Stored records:
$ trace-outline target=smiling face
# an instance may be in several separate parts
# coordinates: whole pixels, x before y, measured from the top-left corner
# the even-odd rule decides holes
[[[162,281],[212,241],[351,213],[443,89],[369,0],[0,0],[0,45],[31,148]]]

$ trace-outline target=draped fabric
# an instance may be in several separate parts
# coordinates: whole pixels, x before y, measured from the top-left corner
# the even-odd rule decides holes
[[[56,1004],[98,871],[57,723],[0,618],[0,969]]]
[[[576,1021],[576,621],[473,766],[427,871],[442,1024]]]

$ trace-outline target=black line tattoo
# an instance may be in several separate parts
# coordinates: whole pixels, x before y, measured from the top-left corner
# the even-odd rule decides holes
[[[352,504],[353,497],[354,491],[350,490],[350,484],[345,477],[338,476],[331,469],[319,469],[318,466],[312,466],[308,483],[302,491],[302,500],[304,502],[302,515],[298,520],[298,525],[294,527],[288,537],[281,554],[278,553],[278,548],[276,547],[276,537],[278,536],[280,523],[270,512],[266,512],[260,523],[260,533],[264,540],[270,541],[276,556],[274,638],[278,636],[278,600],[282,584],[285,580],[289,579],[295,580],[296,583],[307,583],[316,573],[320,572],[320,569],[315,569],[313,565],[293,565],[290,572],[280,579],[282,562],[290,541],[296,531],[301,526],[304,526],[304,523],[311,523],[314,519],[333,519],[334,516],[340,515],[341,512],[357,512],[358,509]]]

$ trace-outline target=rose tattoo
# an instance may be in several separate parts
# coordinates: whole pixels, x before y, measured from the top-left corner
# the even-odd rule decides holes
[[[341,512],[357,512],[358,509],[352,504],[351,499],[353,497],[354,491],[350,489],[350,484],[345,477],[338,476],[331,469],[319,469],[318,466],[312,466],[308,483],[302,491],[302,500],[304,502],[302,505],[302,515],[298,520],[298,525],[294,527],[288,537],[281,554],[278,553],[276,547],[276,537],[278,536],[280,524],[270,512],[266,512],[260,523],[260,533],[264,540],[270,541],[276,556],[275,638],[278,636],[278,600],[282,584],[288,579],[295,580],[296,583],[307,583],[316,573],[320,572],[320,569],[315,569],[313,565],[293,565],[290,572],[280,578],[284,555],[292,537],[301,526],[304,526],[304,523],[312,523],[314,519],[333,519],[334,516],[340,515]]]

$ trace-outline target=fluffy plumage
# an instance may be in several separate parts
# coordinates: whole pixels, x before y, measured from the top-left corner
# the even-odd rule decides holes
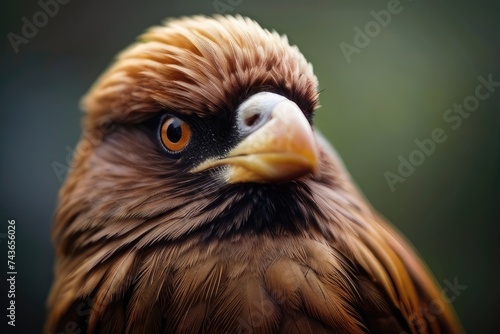
[[[121,53],[83,100],[47,332],[460,332],[321,137],[318,172],[290,182],[189,172],[241,140],[250,96],[282,95],[311,121],[316,89],[296,47],[242,17],[168,21]],[[191,121],[193,152],[162,152],[151,129],[165,112]]]

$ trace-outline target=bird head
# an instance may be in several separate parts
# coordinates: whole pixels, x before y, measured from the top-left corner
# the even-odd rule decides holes
[[[317,170],[317,79],[285,37],[219,16],[169,21],[140,40],[84,99],[89,128],[163,114],[157,137],[171,162],[229,183]]]
[[[312,127],[317,86],[298,48],[251,19],[151,28],[82,101],[56,238],[84,247],[127,226],[150,244],[318,225],[311,184],[332,173]]]

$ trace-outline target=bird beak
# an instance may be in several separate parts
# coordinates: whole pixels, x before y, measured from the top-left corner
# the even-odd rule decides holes
[[[317,172],[318,161],[311,125],[295,103],[282,99],[272,107],[267,121],[225,157],[207,160],[192,172],[227,166],[229,183],[278,183]]]

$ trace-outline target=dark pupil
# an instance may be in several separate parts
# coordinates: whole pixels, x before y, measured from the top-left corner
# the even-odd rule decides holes
[[[174,119],[167,128],[167,137],[172,143],[177,143],[182,137],[181,121]]]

REQUIRED WORK:
Some lines of the records above contain the word "trace". How many are there? Reply with the number alone.

EXPECTED ANSWER:
8